_What is being asked_: Return the forum reply about sling angles and tension word for word, in full.

_Text extract_:
┏━━

In reply to harold walmsley:
Ok I think I can see here the confusion lays here.
I will explain later, however I still ascertain that:
- As compared to pulling a sling in opposite directions from single points, when loading it so that one of the load points forms an angle between the strands of the sling greater than 0, this does indeed increase the tensional force in the sling. (you refuted this occurred below 120 degrees)
- The greater the angle (up to 180 degrees) the greater the multiplicative factor and that this increases exponentially to infinity at 180 degrees.
- There is no magical value of 120 degrees where less than this value the tensional force in the sling does not increase
- In fact 120 degrees applies double the tensional force to the sling
- 160 degrees applies a multiplication of approx. 5.75 (truncated) as I previously stated but refuted by Harold.
Right now on to where the confusion lays. The UIAA rating for slings (
http://www.theuiaa.org/upload_area/Safety/Standards/Safety-Standards-Pictor... ) is not the tensional force per strand of the sling either side of the pull points. The kn stated are the force it takes to pull the sling apart. This is why I was considering the sling as a single unit when coming to my formulae for calculating the forces on the sling, so we could compare it to the rated strength of the sling in the example given. Much the same as a rope is made of strands but we generally consider the strength of the rope not of the strands.
The tension of the sling considered as a single unit in the setup shown in the UIAA diagram is 22kn. However if we consider the strands either side of the sling ( or indeed the tension within the strand that makes up the sling in a frictionless setup) I would agree the formula changes and we would expect it to be approximately 11kn in the set up shown and agreeing with Harolds formula. However bear in mind a dyneema sling rated to 22kn, as a single unconnected strand has approx. breaking strength of 16 kn. Also that doesn't mean that the tension in the strand that makes up the sling is rated to 22kn, it is not.
Anyway the divide by 2 the Harold added matters not to the calculation of my multiplicative forces as all it does is divide every result by two and the values I calculated remain the same.

┗━━

_Data listing_:
┏━━

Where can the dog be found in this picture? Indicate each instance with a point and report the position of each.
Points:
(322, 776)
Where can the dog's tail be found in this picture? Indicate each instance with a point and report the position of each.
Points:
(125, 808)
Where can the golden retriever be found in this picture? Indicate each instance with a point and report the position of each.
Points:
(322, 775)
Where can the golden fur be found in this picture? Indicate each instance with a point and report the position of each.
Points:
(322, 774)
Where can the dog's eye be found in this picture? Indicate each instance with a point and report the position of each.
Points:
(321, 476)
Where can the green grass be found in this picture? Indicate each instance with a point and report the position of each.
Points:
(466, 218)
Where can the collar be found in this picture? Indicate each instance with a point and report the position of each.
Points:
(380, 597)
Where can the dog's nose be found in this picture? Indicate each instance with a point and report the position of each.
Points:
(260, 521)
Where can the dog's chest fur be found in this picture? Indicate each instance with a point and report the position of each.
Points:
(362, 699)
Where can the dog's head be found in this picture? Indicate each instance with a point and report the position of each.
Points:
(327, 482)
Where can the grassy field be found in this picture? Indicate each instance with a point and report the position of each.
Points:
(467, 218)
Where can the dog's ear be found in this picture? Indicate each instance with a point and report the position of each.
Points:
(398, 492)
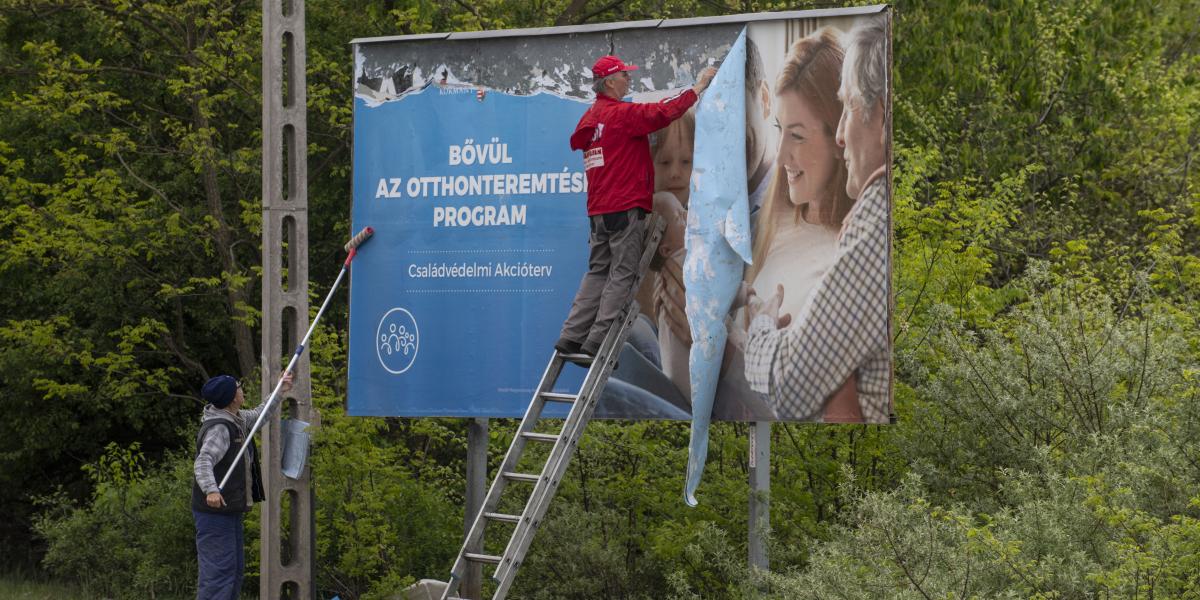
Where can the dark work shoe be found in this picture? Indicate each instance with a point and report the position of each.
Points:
(567, 347)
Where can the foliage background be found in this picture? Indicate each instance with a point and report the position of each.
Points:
(1047, 297)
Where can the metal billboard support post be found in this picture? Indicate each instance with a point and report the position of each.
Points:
(287, 556)
(760, 493)
(477, 489)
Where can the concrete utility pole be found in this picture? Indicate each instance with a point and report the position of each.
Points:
(287, 552)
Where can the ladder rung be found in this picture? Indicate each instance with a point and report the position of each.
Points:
(540, 437)
(502, 516)
(522, 477)
(579, 359)
(483, 558)
(559, 397)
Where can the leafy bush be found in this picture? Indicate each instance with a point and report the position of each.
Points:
(135, 538)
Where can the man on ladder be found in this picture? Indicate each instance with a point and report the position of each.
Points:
(615, 138)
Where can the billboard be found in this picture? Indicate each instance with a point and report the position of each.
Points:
(462, 167)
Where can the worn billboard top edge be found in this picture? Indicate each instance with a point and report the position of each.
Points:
(631, 24)
(814, 13)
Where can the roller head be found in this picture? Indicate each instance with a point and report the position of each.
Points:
(364, 235)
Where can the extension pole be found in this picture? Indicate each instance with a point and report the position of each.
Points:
(352, 247)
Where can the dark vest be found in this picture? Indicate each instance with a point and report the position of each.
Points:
(234, 491)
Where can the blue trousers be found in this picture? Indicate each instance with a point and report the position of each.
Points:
(219, 550)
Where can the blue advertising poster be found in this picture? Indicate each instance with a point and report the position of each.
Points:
(462, 167)
(479, 210)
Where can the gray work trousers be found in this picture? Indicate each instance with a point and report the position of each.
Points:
(616, 243)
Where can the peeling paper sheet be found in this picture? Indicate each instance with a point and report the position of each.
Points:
(718, 241)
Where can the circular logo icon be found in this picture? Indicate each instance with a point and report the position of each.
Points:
(397, 340)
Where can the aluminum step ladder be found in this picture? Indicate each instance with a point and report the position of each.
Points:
(545, 484)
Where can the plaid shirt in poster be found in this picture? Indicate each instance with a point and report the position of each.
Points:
(843, 328)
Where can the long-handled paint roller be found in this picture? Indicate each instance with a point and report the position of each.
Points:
(352, 247)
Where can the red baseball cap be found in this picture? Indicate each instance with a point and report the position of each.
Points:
(609, 65)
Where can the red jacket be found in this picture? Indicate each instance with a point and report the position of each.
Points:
(613, 136)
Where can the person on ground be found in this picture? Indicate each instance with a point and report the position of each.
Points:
(219, 513)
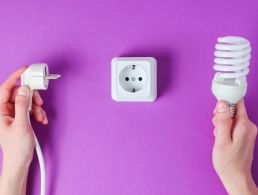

┗━━

_Result of this task_:
In reply to harold walmsley:
Ok I think I can see here the confusion lays here.
I will explain later, however I still ascertain that:
- As compared to pulling a sling in opposite directions from single points, when loading it so that one of the load points forms an angle between the strands of the sling greater than 0, this does indeed increase the tensional force in the sling. (you refuted this occurred below 120 degrees)
- The greater the angle (up to 180 degrees) the greater the multiplicative factor and that this increases exponentially to infinity at 180 degrees.
- There is no magical value of 120 degrees where less than this value the tensional force in the sling does not increase
- In fact 120 degrees applies double the tensional force to the sling
- 160 degrees applies a multiplication of approx. 5.75 (truncated) as I previously stated but refuted by Harold.
Right now on to where the confusion lays. The UIAA rating for slings (
http://www.theuiaa.org/upload_area/Safety/Standards/Safety-Standards-Pictor... ) is not the tensional force per strand of the sling either side of the pull points. The kn stated are the force it takes to pull the sling apart. This is why I was considering the sling as a single unit when coming to my formulae for calculating the forces on the sling, so we could compare it to the rated strength of the sling in the example given. Much the same as a rope is made of strands but we generally consider the strength of the rope not of the strands.
The tension of the sling considered as a single unit in the setup shown in the UIAA diagram is 22kn. However if we consider the strands either side of the sling ( or indeed the tension within the strand that makes up the sling in a frictionless setup) I would agree the formula changes and we would expect it to be approximately 11kn in the set up shown and agreeing with Harolds formula. However bear in mind a dyneema sling rated to 22kn, as a single unconnected strand has approx. breaking strength of 16 kn. Also that doesn't mean that the tension in the strand that makes up the sling is rated to 22kn, it is not.
Anyway the divide by 2 the Harold added matters not to the calculation of my multiplicative forces as all it does is divide every result by two and the values I calculated remain the same.